● **Given entries**:

^^^^^^^^

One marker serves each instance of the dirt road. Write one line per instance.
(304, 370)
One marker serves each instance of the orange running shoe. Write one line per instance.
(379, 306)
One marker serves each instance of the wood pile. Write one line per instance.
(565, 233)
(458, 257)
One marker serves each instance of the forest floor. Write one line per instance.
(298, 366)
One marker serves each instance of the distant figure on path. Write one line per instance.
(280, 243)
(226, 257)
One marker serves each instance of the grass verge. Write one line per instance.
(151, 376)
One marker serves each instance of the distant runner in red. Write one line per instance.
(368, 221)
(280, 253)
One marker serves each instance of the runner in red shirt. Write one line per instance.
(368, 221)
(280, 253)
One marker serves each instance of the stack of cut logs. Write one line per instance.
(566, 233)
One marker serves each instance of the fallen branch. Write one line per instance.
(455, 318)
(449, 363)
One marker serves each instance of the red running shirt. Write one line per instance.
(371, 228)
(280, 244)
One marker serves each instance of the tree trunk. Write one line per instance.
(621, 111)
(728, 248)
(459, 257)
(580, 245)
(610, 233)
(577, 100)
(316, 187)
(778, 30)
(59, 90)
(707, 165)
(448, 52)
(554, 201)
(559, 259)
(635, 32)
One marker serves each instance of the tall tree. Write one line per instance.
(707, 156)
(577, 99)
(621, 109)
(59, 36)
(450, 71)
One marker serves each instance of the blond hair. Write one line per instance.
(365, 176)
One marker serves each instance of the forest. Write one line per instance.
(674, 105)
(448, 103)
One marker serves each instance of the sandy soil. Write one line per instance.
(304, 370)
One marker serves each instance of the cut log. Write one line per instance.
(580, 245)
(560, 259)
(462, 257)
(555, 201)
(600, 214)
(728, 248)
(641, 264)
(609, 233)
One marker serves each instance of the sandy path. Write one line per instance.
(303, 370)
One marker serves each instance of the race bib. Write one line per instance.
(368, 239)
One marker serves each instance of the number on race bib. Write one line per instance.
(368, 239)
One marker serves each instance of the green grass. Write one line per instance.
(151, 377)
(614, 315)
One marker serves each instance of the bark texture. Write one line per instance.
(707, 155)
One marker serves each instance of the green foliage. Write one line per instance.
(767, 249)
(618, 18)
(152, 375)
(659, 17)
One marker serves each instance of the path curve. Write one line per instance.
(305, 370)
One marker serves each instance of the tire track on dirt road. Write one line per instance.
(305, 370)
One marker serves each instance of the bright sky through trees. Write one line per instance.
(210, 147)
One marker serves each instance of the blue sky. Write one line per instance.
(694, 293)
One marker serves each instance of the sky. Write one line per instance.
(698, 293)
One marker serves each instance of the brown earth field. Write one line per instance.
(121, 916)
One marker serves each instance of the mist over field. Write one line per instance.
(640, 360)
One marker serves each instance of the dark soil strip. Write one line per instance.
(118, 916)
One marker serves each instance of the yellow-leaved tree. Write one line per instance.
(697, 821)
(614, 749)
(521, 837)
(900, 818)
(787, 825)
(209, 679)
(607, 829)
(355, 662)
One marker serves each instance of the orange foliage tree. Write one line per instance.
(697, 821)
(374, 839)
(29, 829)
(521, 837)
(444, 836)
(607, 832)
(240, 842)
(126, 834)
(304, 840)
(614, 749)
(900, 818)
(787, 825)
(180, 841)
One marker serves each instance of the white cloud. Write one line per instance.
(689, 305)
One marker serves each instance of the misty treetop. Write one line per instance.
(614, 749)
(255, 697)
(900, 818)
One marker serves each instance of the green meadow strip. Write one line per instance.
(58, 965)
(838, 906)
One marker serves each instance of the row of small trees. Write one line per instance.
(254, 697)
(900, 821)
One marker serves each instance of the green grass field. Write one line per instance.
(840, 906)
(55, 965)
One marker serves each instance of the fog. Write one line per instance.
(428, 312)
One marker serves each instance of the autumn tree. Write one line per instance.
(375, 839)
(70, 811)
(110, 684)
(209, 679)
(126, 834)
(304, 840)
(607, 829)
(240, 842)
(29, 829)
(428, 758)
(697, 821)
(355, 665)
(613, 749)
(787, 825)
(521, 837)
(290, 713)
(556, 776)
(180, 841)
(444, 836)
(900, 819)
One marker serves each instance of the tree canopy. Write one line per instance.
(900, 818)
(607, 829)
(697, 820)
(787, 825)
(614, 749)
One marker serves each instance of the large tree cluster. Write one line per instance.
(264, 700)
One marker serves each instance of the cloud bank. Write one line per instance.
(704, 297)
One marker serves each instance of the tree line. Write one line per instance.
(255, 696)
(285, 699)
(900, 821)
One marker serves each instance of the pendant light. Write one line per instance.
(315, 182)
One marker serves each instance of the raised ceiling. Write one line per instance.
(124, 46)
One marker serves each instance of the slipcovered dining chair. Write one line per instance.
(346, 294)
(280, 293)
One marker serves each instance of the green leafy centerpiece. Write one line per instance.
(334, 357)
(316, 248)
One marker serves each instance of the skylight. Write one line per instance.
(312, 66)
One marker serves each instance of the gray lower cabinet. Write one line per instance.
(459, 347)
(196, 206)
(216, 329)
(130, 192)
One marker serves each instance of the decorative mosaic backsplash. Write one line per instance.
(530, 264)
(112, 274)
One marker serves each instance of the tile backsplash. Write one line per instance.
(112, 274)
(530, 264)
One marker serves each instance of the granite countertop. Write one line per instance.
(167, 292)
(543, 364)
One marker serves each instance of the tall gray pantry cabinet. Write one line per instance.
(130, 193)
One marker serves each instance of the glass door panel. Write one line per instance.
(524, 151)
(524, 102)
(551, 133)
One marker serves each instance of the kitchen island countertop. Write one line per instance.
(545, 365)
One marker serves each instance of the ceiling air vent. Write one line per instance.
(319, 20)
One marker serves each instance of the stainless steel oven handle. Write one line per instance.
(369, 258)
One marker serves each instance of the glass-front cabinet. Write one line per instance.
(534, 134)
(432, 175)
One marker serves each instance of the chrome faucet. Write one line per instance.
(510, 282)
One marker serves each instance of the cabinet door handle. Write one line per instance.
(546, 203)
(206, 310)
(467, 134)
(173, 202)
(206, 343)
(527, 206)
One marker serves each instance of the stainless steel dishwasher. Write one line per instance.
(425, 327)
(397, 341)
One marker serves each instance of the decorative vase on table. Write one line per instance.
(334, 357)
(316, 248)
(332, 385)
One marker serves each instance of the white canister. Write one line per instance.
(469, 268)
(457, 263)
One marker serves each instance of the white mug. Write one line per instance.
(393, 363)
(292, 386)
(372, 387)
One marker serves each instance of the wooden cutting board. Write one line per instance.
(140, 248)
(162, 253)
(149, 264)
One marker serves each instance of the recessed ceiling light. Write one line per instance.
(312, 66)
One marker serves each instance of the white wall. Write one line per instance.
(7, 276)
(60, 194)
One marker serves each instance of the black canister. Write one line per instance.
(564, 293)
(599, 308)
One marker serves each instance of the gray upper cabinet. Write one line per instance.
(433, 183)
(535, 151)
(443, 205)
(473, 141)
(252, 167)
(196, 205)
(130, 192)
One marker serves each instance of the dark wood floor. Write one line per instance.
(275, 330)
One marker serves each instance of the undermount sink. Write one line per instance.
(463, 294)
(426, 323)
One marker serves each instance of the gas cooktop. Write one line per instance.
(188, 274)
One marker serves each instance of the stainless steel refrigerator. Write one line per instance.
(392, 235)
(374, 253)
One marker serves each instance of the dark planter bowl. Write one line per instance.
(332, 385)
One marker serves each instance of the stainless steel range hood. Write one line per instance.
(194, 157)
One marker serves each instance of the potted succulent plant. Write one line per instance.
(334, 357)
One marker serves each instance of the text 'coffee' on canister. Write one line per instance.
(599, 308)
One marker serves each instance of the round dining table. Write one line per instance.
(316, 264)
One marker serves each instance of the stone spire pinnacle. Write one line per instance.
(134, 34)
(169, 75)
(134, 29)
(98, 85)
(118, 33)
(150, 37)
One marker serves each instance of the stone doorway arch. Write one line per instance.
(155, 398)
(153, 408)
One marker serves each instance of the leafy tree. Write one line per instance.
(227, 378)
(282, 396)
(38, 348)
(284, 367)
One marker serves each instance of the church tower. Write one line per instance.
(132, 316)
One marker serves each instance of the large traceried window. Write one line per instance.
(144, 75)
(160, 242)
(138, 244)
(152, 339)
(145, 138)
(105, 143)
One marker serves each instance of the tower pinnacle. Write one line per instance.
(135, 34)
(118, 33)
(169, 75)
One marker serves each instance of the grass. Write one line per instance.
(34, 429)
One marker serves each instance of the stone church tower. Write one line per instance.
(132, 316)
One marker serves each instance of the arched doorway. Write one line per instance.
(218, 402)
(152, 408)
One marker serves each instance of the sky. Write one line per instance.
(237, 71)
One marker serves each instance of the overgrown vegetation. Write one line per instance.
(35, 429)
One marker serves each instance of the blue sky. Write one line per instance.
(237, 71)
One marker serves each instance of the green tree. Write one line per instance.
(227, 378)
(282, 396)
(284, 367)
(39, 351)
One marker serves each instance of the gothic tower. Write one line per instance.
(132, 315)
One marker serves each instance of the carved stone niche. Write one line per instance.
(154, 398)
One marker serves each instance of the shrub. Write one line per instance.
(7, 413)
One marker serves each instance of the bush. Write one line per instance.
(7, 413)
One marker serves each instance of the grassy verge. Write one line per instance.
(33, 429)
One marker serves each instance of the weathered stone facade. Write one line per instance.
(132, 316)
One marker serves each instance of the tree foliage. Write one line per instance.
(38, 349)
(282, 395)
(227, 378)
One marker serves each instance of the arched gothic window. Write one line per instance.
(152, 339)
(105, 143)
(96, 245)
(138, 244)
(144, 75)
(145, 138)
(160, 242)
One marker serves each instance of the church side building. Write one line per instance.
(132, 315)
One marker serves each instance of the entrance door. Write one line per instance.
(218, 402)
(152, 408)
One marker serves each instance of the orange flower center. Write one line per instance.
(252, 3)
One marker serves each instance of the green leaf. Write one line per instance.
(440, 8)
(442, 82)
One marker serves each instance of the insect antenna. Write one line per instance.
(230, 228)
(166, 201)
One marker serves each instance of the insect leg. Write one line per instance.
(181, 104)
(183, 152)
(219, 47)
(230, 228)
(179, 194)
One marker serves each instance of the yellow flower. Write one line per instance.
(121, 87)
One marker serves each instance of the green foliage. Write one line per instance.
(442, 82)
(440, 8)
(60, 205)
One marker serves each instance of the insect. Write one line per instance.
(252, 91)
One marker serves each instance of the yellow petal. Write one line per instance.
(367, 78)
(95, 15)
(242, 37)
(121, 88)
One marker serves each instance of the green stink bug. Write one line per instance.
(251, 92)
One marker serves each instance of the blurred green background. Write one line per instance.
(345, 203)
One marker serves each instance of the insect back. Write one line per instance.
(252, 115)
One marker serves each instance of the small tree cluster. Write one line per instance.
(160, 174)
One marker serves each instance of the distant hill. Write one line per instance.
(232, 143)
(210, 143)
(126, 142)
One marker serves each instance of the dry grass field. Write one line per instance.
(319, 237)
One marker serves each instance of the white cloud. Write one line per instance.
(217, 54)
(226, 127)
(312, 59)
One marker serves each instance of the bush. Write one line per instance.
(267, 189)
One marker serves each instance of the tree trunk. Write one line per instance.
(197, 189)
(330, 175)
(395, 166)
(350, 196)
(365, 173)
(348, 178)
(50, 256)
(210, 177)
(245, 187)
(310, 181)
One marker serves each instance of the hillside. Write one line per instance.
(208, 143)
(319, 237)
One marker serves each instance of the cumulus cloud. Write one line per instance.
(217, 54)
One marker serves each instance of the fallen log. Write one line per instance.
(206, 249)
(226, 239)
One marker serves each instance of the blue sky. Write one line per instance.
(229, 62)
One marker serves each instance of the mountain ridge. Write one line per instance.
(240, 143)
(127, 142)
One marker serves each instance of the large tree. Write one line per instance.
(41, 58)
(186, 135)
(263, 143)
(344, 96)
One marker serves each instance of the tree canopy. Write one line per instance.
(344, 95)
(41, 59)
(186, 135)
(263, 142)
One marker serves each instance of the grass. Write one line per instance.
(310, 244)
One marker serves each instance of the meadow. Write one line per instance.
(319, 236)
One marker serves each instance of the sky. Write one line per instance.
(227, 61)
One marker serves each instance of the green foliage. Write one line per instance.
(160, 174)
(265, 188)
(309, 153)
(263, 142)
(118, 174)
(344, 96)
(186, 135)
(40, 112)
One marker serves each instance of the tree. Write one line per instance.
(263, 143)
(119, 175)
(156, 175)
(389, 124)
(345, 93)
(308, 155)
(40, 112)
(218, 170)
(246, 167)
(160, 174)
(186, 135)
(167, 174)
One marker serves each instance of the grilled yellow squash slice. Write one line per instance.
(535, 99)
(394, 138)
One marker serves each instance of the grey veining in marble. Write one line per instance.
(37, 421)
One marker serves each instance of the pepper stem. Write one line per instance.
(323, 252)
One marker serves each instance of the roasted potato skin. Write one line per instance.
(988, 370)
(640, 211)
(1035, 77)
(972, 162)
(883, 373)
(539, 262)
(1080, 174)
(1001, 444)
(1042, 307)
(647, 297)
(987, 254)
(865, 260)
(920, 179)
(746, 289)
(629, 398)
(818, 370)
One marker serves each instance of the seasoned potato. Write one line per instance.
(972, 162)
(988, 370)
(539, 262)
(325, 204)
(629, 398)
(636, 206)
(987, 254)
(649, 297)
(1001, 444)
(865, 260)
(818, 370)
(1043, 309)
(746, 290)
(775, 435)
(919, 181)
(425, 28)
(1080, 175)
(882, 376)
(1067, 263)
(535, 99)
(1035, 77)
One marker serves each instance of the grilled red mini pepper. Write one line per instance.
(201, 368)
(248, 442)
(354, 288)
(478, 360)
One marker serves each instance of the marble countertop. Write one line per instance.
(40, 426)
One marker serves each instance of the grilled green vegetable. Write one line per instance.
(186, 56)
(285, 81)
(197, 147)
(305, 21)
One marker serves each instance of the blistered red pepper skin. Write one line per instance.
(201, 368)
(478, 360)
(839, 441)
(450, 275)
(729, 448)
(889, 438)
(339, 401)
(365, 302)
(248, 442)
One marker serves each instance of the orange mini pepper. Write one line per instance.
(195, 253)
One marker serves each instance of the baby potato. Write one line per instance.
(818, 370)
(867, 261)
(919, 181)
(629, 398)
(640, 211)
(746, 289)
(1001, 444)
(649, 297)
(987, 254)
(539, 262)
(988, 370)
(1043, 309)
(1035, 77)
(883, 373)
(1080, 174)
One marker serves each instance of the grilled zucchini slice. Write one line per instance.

^^^^^^^^

Output only the lines running from the line with "One marker serves each instance of the pepper" through the final line of the data, inclusive.

One marker serves each instance of the pepper stem. Write one line per instance.
(323, 252)
One marker serves each instance of the roasted potato skin. Write one line per instance.
(988, 370)
(640, 211)
(1035, 77)
(972, 162)
(883, 373)
(539, 262)
(1080, 174)
(1001, 444)
(1042, 307)
(647, 297)
(987, 254)
(865, 260)
(920, 179)
(746, 289)
(629, 398)
(818, 370)
One marker serves each instance of the seasoned potato. Write one line per instance.
(972, 162)
(988, 370)
(539, 262)
(325, 204)
(629, 398)
(636, 206)
(987, 254)
(649, 297)
(1001, 444)
(865, 260)
(818, 370)
(1043, 309)
(746, 290)
(775, 435)
(919, 181)
(425, 28)
(1080, 175)
(882, 376)
(1067, 263)
(535, 99)
(1035, 77)
One marker serves each instance of the grilled red mini pepper. Write one line per instance.
(201, 368)
(248, 442)
(354, 288)
(478, 360)
One marker serves each instance of the marble countertop. Write one line per instance.
(40, 426)
One marker serves each instance of the grilled green vegetable. Write one line per instance.
(186, 56)
(285, 81)
(197, 147)
(305, 21)
One marker serves each instance of the blistered red pepper skin. Write one line per instance.
(201, 368)
(478, 360)
(839, 441)
(450, 275)
(729, 448)
(889, 438)
(339, 401)
(365, 302)
(248, 442)
One marker serves each instance of the orange mini pepper. Write one line per instance.
(195, 253)
One marker serves each instance of the baby potato. Write one line per instance.
(818, 370)
(867, 261)
(919, 181)
(629, 398)
(640, 211)
(746, 289)
(1001, 444)
(649, 297)
(987, 254)
(539, 262)
(988, 370)
(1043, 309)
(1035, 77)
(883, 373)
(1080, 174)
One marker serves each instance of the grilled zucchini slice. Write one line per instance.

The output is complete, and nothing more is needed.